> PROBLEM REQUIREMENTS
Reproduce every one of the following entries verbatim, line for line, without altering any character.

> RECORD SET

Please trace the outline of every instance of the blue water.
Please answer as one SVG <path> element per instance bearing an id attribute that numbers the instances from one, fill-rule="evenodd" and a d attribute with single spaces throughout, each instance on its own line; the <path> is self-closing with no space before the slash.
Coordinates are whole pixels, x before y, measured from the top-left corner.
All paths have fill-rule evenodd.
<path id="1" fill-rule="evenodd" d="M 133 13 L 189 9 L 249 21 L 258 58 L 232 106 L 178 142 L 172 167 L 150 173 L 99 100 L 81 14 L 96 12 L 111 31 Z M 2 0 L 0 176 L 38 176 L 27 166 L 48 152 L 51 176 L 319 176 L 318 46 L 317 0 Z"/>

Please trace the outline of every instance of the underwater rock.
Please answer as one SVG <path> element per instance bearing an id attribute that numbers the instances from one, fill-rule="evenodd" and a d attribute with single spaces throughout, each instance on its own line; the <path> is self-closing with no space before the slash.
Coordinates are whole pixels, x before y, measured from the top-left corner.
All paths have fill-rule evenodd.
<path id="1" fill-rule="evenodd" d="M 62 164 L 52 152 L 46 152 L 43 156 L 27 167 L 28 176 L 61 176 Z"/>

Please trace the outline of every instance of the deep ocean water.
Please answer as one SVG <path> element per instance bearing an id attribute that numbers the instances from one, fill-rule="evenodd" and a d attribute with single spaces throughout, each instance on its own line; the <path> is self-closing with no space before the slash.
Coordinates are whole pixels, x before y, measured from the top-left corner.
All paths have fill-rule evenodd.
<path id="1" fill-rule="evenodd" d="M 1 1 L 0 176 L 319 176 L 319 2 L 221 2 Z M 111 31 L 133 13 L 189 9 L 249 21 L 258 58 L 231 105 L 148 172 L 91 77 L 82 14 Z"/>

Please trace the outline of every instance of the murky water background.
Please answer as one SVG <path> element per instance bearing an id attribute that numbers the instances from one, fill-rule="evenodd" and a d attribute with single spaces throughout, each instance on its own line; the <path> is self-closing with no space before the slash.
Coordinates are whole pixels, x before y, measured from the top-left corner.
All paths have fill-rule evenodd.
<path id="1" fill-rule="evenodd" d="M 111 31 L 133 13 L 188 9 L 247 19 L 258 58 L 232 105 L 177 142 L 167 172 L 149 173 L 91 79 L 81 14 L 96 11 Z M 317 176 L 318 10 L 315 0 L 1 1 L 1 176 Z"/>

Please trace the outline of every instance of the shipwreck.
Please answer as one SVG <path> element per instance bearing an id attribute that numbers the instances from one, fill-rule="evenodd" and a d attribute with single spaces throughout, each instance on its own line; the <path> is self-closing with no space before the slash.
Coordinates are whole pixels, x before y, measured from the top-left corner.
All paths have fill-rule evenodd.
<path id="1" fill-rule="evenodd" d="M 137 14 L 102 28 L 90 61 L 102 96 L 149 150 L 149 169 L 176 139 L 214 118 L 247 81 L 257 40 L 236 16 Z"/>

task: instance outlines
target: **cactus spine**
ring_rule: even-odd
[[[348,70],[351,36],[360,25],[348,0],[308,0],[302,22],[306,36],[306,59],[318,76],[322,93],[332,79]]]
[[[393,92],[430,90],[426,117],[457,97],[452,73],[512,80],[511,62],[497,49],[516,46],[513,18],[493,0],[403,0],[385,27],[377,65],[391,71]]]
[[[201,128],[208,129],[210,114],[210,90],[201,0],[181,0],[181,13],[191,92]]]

> RESULT OF THE EXERCISE
Please trace the outline of every instance of the blue water.
Please answer as one SVG <path> element per instance bearing an id attribute that numbers the instances from one, fill-rule="evenodd" and a d attribute with single spaces throughout, each instance on its own line; the <path> is self-closing with no space before the slash.
Coordinates are whole pixels, x before y, measured from the top-left corner.
All paths have fill-rule evenodd.
<path id="1" fill-rule="evenodd" d="M 133 13 L 189 9 L 249 21 L 258 58 L 232 106 L 178 142 L 172 167 L 150 173 L 99 100 L 81 14 L 96 12 L 111 31 Z M 2 0 L 0 176 L 38 176 L 27 166 L 48 152 L 51 176 L 319 176 L 318 46 L 317 0 Z"/>

Please trace the outline of every instance of the underwater rock.
Please answer as one SVG <path> element per instance bearing an id attribute that numbers the instances from one, fill-rule="evenodd" and a d attribute with single spaces throughout, each instance on its own line; the <path> is self-closing with no space before the slash.
Coordinates are whole pixels, x before y, measured from the top-left corner.
All paths have fill-rule evenodd.
<path id="1" fill-rule="evenodd" d="M 62 164 L 52 152 L 46 152 L 43 156 L 27 167 L 28 176 L 61 176 Z"/>

Please trace the outline of every instance of the deep ocean water.
Please answer as one SVG <path> element per instance bearing an id attribute that numbers the instances from one, fill-rule="evenodd" and a d attribute with single spaces throughout, each instance on its own line; the <path> is self-closing with no space before the slash.
Coordinates are whole pixels, x before y, measured from the top-left corner.
All paths have fill-rule evenodd.
<path id="1" fill-rule="evenodd" d="M 1 1 L 0 176 L 319 176 L 319 2 L 221 2 Z M 111 31 L 133 13 L 189 9 L 249 21 L 258 58 L 231 105 L 148 172 L 91 77 L 82 14 Z"/>

Please trace the outline of every instance of the murky water background.
Please answer as one SVG <path> element per instance bearing an id attribute that numbers the instances from one, fill-rule="evenodd" and a d attribute with single spaces throughout, each instance on its own line; the <path> is self-closing with no space before the slash.
Coordinates are whole pixels, x before y, measured from the top-left corner.
All paths have fill-rule evenodd.
<path id="1" fill-rule="evenodd" d="M 111 31 L 133 13 L 188 9 L 247 19 L 258 58 L 232 105 L 177 142 L 167 172 L 149 173 L 91 79 L 81 14 L 96 11 Z M 317 176 L 318 10 L 315 0 L 1 1 L 1 176 Z"/>

Please trace the outline of every instance of the shipwreck.
Please answer as one SVG <path> element per instance bearing an id attribute that numbers the instances from one, fill-rule="evenodd" and a d attribute with single spaces throughout, each instance on its own line; the <path> is self-closing with no space before the slash.
Coordinates are whole pixels, x before y, measured from the top-left corner.
All paths have fill-rule evenodd.
<path id="1" fill-rule="evenodd" d="M 137 14 L 102 28 L 90 61 L 102 96 L 149 150 L 149 169 L 176 139 L 214 118 L 247 81 L 257 40 L 236 16 Z"/>

task: instance outlines
target: **cactus spine**
ring_rule: even-odd
[[[348,70],[351,36],[360,25],[348,0],[308,0],[302,22],[306,36],[306,59],[318,76],[322,93],[332,79]]]
[[[393,92],[430,90],[426,117],[457,97],[452,73],[512,80],[511,62],[497,49],[516,46],[513,18],[493,0],[403,0],[385,27],[377,65],[391,71]]]
[[[201,128],[208,129],[210,114],[210,90],[201,0],[181,0],[181,13],[191,92]]]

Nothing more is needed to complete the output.